SELECTED TEXT:
══════════
- Active: November, 1864 to September 27, 1865
- Country: United States
- Allegiance: Union
- Branch: Artillery
- Engagements: None

Commanders
- Colonel: Luther Loren Baxter
- Notable commanders: Colonel William J. Colvill

= 1st Minnesota Heavy Artillery Regiment =

The 1st Minnesota Heavy Artillery Regiment was a Minnesota USV artillery regiment during the American Civil War.

==Service==
The 1st Minnesota Heavy Artillery Regiment mustered in at St. Paul, and Rochester, Minnesota, between November 1864 and February 1865. Many of the officers were recruited from discharged veterans: sergeants from the 1st Minnesota while corporals came from the 3rd, 4th, and 5th Minnesota Vol. Regiments. The 1st Minnesota Heavy was composed of twelve companies / batteries, of 140 men plus officers in each. It was the largest unit Minnesota sent to war numbering 1700 men.

The regiment was assigned to garrison duty at Chattanooga, Tennessee. There it was in charge of the heavy guns at forts defending the city in anticipation Southern General John Hood might try and retake the Chattanooga. The regiment saw no combat, remained there until the close of the war. The 1st Minnesota "Heavies" were mustered out of service on September 27, 1865.

== Legacy ==
Albert Woolson, who was a 14-year-old company drummer in the regiment, became the last surviving veteran of the American Civil War from either side after dying in 1956.

==Commanding officers==
- Lt. Colonel Luther Loren Baxter, February 25, 1865, to April 26, 1865.
- Colonel William Colvill, April 26, 1865, to May 6, 1865.
- Colonel Luther Loren Baxter, May 7, 1865, to September 27, 1865.

==Casualties and total strength==
The regiment lost 87 enlisted men to disease. Many more suffered from scurvy and would never regain complete health.
══════════
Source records

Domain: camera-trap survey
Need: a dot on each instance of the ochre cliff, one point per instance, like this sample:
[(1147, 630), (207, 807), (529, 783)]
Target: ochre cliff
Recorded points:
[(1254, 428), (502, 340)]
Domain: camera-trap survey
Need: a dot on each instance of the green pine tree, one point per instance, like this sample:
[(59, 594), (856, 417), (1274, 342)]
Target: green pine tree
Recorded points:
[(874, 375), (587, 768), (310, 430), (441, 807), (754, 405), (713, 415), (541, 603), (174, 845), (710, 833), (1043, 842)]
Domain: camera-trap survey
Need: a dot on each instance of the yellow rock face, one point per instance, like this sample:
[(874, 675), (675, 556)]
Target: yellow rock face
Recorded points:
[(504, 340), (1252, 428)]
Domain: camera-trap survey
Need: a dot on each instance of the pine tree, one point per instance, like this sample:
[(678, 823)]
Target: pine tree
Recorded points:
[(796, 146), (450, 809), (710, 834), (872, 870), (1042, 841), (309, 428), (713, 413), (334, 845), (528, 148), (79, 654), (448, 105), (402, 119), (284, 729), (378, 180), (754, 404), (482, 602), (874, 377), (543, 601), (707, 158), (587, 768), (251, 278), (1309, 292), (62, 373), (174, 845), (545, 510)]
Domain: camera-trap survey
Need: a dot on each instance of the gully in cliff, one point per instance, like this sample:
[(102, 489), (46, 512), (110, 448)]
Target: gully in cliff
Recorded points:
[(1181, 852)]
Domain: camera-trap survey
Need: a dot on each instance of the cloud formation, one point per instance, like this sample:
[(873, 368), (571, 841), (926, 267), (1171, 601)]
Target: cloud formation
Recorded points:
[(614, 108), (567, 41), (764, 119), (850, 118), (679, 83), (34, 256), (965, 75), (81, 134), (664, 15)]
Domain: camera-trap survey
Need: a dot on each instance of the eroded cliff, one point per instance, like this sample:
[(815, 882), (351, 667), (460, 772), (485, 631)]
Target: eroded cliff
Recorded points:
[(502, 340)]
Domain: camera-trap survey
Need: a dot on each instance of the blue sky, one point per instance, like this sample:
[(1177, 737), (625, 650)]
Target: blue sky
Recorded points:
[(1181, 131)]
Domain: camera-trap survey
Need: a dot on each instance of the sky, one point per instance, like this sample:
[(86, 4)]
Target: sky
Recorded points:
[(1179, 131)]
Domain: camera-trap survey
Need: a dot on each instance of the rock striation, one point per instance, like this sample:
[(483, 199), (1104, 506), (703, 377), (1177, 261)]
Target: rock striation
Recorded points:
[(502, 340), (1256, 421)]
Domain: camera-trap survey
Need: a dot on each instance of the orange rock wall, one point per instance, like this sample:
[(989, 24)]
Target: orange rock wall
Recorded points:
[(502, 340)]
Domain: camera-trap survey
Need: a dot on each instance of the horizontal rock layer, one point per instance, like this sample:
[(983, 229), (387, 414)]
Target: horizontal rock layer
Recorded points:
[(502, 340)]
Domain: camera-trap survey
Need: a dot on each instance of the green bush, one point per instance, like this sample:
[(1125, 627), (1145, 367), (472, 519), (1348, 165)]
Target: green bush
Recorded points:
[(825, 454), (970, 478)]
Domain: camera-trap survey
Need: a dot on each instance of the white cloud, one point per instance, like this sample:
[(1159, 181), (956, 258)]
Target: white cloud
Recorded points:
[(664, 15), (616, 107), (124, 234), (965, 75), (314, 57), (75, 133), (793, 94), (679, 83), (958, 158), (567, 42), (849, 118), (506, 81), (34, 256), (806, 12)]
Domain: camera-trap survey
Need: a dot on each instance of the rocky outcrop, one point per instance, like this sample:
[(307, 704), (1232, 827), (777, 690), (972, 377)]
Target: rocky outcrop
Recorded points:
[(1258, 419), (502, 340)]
══════════
APPLY WHAT YOU READ:
(a) Based on the text on the 1st Minnesota Heavy Artillery Regiment, answer yes or no to whether each statement agrees with it, quoting the deciding words: (i) the regiment was assigned to garrison duty at Chattanooga, Tennessee; (ii) the regiment fought in several engagements; (iii) each company had 150 men plus officers.
(b) Reproduce the part of the text on the 1st Minnesota Heavy Artillery Regiment between "The regiment was" and "April 26, 1865.", inclusive.

RESULTS:
(a)
(i) Yes: "The regiment was assigned to garrison duty at Chattanooga, Tennessee."
(ii) No: "The regiment saw no combat"
(iii) No: "of 140 men plus officers in each"

(b)
The regiment was assigned to garrison duty at Chattanooga, Tennessee. There it was in charge of the heavy guns at forts defending the city in anticipation Southern General John Hood might try and retake the Chattanooga. The regiment saw no combat, remained there until the close of the war. The 1st Minnesota "Heavies" were mustered out of service on September 27, 1865.

== Legacy ==
Albert Woolson, who was a 14-year-old company drummer in the regiment, became the last surviving veteran of the American Civil War from either side after dying in 1956.

==Commanding officers==
- Lt. Colonel Luther Loren Baxter, February 25, 1865, to April 26, 1865.